The request -
Reproduce every one of the following items word for word, with nothing changed or left out.
►
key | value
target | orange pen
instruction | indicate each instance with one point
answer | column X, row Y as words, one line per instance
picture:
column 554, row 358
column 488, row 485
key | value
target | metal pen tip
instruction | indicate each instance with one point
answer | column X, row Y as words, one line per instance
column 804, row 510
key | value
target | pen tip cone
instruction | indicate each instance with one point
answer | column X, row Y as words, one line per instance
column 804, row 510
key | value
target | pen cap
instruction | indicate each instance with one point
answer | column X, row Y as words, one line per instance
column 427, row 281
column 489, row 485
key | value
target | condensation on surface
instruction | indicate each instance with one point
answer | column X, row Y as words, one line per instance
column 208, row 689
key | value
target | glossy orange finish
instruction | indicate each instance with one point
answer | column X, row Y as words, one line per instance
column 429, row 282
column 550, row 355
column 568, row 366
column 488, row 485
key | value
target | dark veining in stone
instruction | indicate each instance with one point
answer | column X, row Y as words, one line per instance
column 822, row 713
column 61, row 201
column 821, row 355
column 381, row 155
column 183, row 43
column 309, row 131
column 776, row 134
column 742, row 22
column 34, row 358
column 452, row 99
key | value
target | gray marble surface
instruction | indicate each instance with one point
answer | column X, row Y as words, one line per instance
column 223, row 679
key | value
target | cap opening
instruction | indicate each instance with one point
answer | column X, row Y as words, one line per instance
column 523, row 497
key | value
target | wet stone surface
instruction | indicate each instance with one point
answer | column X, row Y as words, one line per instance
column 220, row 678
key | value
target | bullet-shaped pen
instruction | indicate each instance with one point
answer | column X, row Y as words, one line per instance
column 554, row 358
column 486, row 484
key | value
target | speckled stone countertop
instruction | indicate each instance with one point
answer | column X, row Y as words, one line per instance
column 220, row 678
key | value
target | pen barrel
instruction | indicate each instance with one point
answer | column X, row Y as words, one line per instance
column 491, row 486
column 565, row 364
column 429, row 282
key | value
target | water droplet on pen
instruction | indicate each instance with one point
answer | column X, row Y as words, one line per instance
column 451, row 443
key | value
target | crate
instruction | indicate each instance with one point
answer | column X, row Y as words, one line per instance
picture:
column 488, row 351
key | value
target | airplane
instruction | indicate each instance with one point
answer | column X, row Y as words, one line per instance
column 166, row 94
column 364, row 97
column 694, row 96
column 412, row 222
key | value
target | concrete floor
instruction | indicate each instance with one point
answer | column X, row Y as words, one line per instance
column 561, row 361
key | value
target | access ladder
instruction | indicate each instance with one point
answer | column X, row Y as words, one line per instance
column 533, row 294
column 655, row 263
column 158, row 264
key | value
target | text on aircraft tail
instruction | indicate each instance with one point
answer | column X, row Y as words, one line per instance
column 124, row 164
◄
Full answer -
key | value
target | orange pen
instruction | indicate each instance with one point
answer | column X, row Y as words, one line per instance
picture:
column 554, row 358
column 488, row 485
key | value
target | metal pen tip
instruction | indicate each instance with one point
answer | column X, row Y as words, one line per instance
column 804, row 510
key | value
target | pen tip cone
instruction | indicate each instance with one point
answer | column X, row Y as words, one line per instance
column 804, row 510
key | value
target | pen cap
instruction | indicate each instance with one point
answer | column X, row Y as words, one line per instance
column 427, row 281
column 489, row 485
key | value
target | condensation on surface
instruction | indicate each instance with one point
answer | column X, row Y as words, one line per instance
column 208, row 689
key | value
target | glossy orange finish
instruction | indicate each instance with one point
answer | column X, row Y as words, one line per instance
column 429, row 282
column 550, row 355
column 568, row 366
column 488, row 485
key | value
target | dark veining in stone
instruction | indicate each instance with one point
answer | column X, row Y as words, one line per instance
column 822, row 713
column 61, row 201
column 821, row 355
column 381, row 155
column 183, row 43
column 309, row 131
column 776, row 134
column 742, row 22
column 34, row 358
column 452, row 99
key | value
target | gray marble surface
instruction | indicate each instance with one point
answer | column X, row Y as words, one line per instance
column 223, row 679
key | value
target | cap opening
instruction | indicate each instance with one point
answer | column X, row Y as words, one line per instance
column 523, row 497
key | value
target | wet stone surface
instruction | indicate each instance with one point
answer | column X, row Y as words, one line per instance
column 220, row 678
key | value
target | bullet-shaped pen
instruction | indicate each instance with one point
answer | column X, row Y as words, one line per instance
column 554, row 358
column 486, row 484
key | value
target | speckled stone countertop
instruction | indicate each instance with one point
answer | column X, row Y as words, one line per instance
column 220, row 678
key | value
target | pen barrel
instruction | indicate each instance with one point
answer | column X, row Y as words, one line per instance
column 491, row 486
column 565, row 364
column 429, row 282
key | value
target | water droplet on pen
instruction | indicate each instance with one point
answer | column X, row Y as words, one line per instance
column 451, row 443
key | value
target | crate
instruction | indicate each instance with one point
answer | column X, row Y as words, one line per instance
picture:
column 488, row 351
key | value
target | airplane
instruction | indicate each instance with one point
answer | column X, row Y as words, one line per instance
column 166, row 94
column 364, row 97
column 694, row 96
column 412, row 222
key | value
target | concrete floor
instruction | indicate each instance with one point
answer | column X, row Y as words, one line per instance
column 561, row 361
key | value
target | access ladder
instruction | indicate each instance with one point
answer | column X, row Y as words, one line per instance
column 533, row 294
column 655, row 263
column 158, row 264
key | value
target | text on aircraft tail
instruction | indicate each instance with one point
answer | column X, row Y as words, one line per instance
column 124, row 164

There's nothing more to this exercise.